Stored entries
==================================================
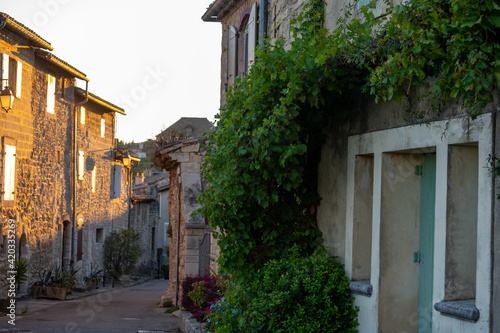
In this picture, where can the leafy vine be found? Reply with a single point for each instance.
(263, 156)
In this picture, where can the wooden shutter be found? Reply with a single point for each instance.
(9, 172)
(5, 70)
(232, 55)
(19, 78)
(117, 181)
(252, 36)
(51, 94)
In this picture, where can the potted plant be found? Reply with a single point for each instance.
(54, 285)
(92, 279)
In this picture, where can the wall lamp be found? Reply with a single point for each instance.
(6, 98)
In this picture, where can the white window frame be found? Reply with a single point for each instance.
(81, 164)
(103, 127)
(51, 94)
(9, 183)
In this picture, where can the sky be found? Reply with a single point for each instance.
(155, 58)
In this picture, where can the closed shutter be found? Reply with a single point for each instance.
(252, 36)
(9, 172)
(19, 78)
(117, 181)
(5, 70)
(232, 55)
(51, 94)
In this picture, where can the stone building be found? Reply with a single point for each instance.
(61, 182)
(190, 241)
(149, 217)
(379, 215)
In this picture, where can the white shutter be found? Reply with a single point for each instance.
(117, 181)
(252, 35)
(103, 127)
(51, 94)
(5, 70)
(19, 78)
(81, 164)
(9, 172)
(82, 115)
(232, 55)
(94, 171)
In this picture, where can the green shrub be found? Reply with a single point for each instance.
(297, 294)
(121, 252)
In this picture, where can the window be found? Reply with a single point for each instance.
(51, 94)
(9, 172)
(81, 164)
(250, 36)
(94, 171)
(5, 70)
(232, 55)
(103, 127)
(99, 235)
(82, 115)
(117, 181)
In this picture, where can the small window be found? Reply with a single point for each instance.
(103, 127)
(99, 235)
(82, 115)
(51, 94)
(81, 165)
(9, 172)
(5, 70)
(94, 171)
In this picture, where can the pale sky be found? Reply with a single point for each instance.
(155, 58)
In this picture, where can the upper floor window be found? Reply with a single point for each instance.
(9, 174)
(51, 94)
(82, 115)
(103, 127)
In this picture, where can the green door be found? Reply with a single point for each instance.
(426, 255)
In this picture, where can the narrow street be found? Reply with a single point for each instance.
(126, 310)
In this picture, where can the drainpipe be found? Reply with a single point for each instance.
(178, 238)
(263, 21)
(75, 168)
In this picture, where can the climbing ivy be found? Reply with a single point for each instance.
(262, 159)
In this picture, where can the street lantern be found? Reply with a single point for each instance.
(6, 99)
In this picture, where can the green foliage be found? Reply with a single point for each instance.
(452, 41)
(121, 252)
(264, 152)
(297, 294)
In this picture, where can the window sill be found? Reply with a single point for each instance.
(462, 309)
(362, 287)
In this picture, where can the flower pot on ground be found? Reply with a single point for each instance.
(49, 292)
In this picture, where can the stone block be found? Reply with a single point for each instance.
(195, 147)
(190, 168)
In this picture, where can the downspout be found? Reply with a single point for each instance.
(178, 237)
(263, 22)
(75, 173)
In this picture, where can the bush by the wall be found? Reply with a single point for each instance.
(297, 294)
(210, 294)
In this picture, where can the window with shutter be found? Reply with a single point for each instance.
(232, 55)
(94, 171)
(5, 70)
(82, 115)
(51, 94)
(103, 127)
(19, 78)
(81, 164)
(117, 181)
(9, 172)
(251, 38)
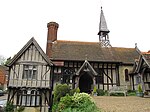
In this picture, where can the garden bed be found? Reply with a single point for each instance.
(122, 104)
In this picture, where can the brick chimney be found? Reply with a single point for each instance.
(51, 36)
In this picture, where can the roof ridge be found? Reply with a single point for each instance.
(75, 41)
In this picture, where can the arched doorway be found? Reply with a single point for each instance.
(85, 83)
==================================================
- _Task_
Reproduce the full listing above word for word, omitting the pictures from your answer.

- _Answer in full_
In this picture, where can the leafy vine be found? Reply with a single point for each instance.
(263, 156)
In this picture, where can the wooden shutter be found? Reply with a single point for each instance.
(9, 172)
(5, 70)
(232, 55)
(19, 78)
(117, 181)
(252, 36)
(51, 94)
In this picture, where can the potted plant be found? Reply with a single point for each instance.
(54, 285)
(92, 279)
In this picture, where can the wall lamp be found? Reply with a single point for each instance.
(6, 98)
In this picture, where can the white window frame be found? Reply with a single point for each instance.
(81, 164)
(103, 127)
(51, 94)
(9, 183)
In this picture, where can the sky be found? Reply with a single point for each instance.
(155, 58)
In this picture, where can the closed shutter be found? Reply with a single point for each instance.
(252, 36)
(9, 172)
(19, 78)
(117, 181)
(5, 70)
(232, 55)
(51, 94)
In this picture, where can the stone building be found? Reply with a single point for each instance.
(61, 182)
(190, 241)
(149, 217)
(379, 215)
In this picture, where can the white shutter be found? Reply with a single point for each instance.
(117, 181)
(252, 35)
(103, 127)
(51, 94)
(5, 70)
(19, 78)
(81, 164)
(9, 172)
(82, 115)
(232, 55)
(94, 171)
In this picture, where can the green shrub be found? Reply with a single point for each instance.
(297, 294)
(121, 252)
In this picture, where can the window be found? Reply with a single point for each instance.
(51, 94)
(9, 172)
(81, 164)
(250, 36)
(94, 171)
(5, 70)
(232, 55)
(103, 127)
(99, 235)
(82, 115)
(117, 181)
In this picture, where can the small window be found? Reply with a single point for each instance.
(103, 127)
(99, 235)
(82, 115)
(51, 94)
(81, 165)
(9, 172)
(5, 70)
(94, 171)
In this picture, where can the pale sky be found? Reply with a single point for each instance.
(155, 58)
In this picture, where can the upper floor window be found? Reply with a single point for each instance.
(9, 174)
(51, 94)
(82, 115)
(103, 127)
In this picture, where can the green door be found? Reply with a single point for each instance.
(426, 255)
In this picture, where can the narrow street be found? Reply with a single point for each instance.
(126, 310)
In this picture, where can the drainpipe be found? Reply with a single point for each instance.
(178, 238)
(263, 21)
(75, 168)
In this picture, where can the climbing ivy be found? Reply with a single point for each instance.
(262, 159)
In this picture, where can the street lantern be found? Reply with a single point for each instance.
(6, 99)
In this picture, where can the green foliage be found? Reply with a single point for each instance.
(452, 41)
(121, 252)
(264, 152)
(297, 294)
In this picture, where can the window sill be found? Reply with a single point for each instance.
(462, 309)
(362, 287)
In this picture, where can the flower pot on ground be found? Reply with a single point for each instance.
(49, 292)
In this picture, where can the stone block be found? Reply with a single point for each instance.
(195, 147)
(190, 168)
In this picture, where can the downspout be found? Reply with a single point for each instance.
(178, 237)
(263, 22)
(75, 173)
In this picture, where can the bush by the wall be found? Reply with a single point for each instance.
(297, 294)
(210, 294)
In this picture, where can the window with shutter be found? Reply with a single point for each instance.
(232, 55)
(94, 171)
(5, 70)
(82, 115)
(51, 94)
(103, 127)
(19, 78)
(81, 164)
(117, 181)
(9, 172)
(251, 38)
In this picture, where can the garden bed be found? Reply with a single point for each instance.
(122, 104)
In this picture, where can the brick chimney be found? Reply with a single point for each instance.
(51, 36)
In this picture, where can the roof ridge be found? Reply with a single point for each instance.
(75, 41)
In this picture, where can the arched doorway be found? Reply with a single point for each instance.
(85, 83)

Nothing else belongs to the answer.